[Reading passage]
========================

Although solar energy prediction has advanced significantly, there are still several areas that need more investigation and improvement. Future research endeavors may concentrate on enhancing the temporal and geographic resolution of prediction models by the assimilation of sophisticated machine learning algorithms with high-resolution meteorological data obtained from various platforms, such as satellite observations and ground-based sensors. Short-term projections may become more accurate with the use of enhanced data assimilation techniques, which integrate historical records with real-time data. Furthermore, studies into hybrid models-which fuse statistical techniques with solar radiation physics modeling-may produce more reliable forecasts. (Figures 15, 16). Future energy planning will need to investigate how climate change affects solar energy output over the long term and incorporate this knowledge into prediction models. The advancement of increasingly complicated models that take into consideration the operational complexity of solar energy systems, such as panel deterioration, shading effects, and interactions with energy storage systems, is another area that shows promise. Ultimately, multidisciplinary research that takes into account social, environmental, and economic aspects may be useful in creating energy systems that are more robust and sustainable. These developments will help the further integration of renewable energy sources into the world energy system in addition to improving the accuracy of solar energy forecasts.

Figure 15

Figure 15. Basic Statistical Operations on different features.

Figure 16

Figure 16. Basic Statistical Operations on different features.

6 Conclusion

This study delves into the intricate world of solar radiation prediction by employing advanced deep learning models (LSTM and RNN) and ensemble techniques. This work explores how these models capture temporal dynamics and leverage the collective wisdom of different learning approaches. Additionally, this study demonstrates that optimization algorithms (such as PSO, CSO, and SSO) can significantly improve the accuracy of solar activity prediction and feature extraction from time series data. Additionally, ensemble models, which are known for their flexibility, are highly effective in combining different processing capabilities to achieve robust prediction. By utilizing meta-heuristic optimization techniques, such as the proposed framework SWEPS additional potential has been unlocked, achieving even more accurate predictions. These findings are significant as they pave the way for the reliable integration of solar energy into the evolving energy landscape. They highlight the importance of accurate solar radiation estimates in meeting the increasing demand for RES. Beyond its theoretical implications, the suggested approach was successfully applied in a grid station, offering concrete proof of its usefulness in capturing solar energy. This application highlights how important this work is to enable the steady integration of solar energy into the ever-changing energy production environment. The proposed work also stresses the crucial need to assess solar radiation accurately to fulfill the growing demand for renewable energy sources.

========================

[Items drawn from a data source]
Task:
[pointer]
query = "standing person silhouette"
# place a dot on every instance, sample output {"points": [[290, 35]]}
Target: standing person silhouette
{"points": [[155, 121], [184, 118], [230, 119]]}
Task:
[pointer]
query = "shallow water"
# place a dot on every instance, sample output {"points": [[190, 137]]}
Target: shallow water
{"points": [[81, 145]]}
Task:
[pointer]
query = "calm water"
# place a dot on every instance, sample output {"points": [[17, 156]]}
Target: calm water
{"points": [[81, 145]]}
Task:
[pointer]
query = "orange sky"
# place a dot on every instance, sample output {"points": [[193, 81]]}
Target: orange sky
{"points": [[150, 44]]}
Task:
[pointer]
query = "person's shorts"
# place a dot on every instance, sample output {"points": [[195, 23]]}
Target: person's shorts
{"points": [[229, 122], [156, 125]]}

========================

[Problems to work on]
1. According to the passage on solar energy prediction, where was the suggested approach successfully applied?
2. Select every line of the rows that contains the string "points". Case counts.

[Answers to the problems]
1. It was applied in a grid station.

2.
# place a dot on every instance, sample output {"points": [[290, 35]]}
{"points": [[155, 121], [184, 118], [230, 119]]}
# place a dot on every instance, sample output {"points": [[190, 137]]}
{"points": [[81, 145]]}
# place a dot on every instance, sample output {"points": [[17, 156]]}
{"points": [[81, 145]]}
# place a dot on every instance, sample output {"points": [[193, 81]]}
{"points": [[150, 44]]}
# place a dot on every instance, sample output {"points": [[195, 23]]}
{"points": [[229, 122], [156, 125]]}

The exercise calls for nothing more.